■ **The task**
Pick out every line in the records below that contains the string "above", matching case exactly, and copy each such line.

■ **Stored items from a collection**
* begin *
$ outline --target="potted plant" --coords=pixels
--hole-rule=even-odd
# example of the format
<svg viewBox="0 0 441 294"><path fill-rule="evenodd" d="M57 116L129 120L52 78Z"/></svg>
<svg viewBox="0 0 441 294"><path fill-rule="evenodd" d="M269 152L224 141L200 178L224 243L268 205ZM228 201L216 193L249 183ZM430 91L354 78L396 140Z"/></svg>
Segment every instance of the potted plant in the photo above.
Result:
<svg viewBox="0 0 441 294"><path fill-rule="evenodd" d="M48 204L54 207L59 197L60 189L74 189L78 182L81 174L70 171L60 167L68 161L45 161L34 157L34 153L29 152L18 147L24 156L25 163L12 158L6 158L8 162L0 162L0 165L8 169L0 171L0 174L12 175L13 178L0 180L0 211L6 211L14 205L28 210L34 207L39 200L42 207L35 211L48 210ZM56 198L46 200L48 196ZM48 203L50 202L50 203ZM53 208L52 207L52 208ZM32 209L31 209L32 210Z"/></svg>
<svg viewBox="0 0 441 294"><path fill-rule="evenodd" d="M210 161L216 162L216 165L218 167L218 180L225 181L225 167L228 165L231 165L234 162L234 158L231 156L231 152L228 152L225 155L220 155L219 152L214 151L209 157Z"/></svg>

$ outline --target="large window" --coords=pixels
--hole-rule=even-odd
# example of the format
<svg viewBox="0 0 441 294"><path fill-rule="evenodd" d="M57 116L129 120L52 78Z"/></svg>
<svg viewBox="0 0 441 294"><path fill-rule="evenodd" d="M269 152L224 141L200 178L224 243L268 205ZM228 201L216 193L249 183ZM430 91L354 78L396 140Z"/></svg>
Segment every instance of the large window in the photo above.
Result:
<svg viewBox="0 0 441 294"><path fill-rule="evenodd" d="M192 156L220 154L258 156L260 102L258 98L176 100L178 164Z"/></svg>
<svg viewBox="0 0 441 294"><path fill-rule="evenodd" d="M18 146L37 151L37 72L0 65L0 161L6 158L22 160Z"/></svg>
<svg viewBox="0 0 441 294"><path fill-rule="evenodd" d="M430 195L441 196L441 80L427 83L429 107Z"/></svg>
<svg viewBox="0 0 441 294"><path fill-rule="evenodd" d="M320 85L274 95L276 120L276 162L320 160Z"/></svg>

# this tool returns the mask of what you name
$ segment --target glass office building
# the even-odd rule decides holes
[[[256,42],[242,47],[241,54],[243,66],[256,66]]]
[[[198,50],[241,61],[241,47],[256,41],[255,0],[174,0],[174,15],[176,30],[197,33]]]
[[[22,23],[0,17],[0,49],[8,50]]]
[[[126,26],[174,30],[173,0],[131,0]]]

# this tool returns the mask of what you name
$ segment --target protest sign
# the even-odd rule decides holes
* end *
* begin *
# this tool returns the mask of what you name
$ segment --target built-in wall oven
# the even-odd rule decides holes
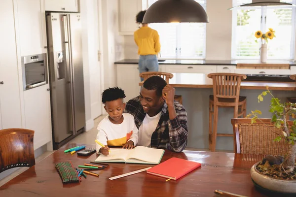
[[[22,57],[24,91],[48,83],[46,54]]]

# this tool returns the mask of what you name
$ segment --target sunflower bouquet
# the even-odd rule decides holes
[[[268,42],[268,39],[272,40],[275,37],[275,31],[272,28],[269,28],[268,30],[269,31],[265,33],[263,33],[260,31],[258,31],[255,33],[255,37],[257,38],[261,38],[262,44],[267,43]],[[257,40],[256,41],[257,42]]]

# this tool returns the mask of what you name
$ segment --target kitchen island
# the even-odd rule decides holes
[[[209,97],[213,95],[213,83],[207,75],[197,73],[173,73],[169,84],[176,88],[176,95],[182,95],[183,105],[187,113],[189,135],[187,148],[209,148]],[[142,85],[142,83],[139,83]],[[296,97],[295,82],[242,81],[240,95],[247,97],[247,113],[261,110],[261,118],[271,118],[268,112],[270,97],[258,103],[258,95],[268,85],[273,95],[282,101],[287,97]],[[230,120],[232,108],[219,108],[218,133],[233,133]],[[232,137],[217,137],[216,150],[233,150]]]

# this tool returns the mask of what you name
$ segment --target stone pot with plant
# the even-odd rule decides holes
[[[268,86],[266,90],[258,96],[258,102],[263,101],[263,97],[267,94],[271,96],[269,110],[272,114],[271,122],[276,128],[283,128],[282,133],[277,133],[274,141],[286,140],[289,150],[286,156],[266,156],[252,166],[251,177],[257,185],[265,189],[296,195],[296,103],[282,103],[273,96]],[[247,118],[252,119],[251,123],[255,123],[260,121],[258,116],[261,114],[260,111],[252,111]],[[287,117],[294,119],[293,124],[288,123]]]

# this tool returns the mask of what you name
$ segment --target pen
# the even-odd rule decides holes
* end *
■ **Written answer**
Segment every instance of the potted plant in the photo above.
Segment every instance of the large window in the photo above.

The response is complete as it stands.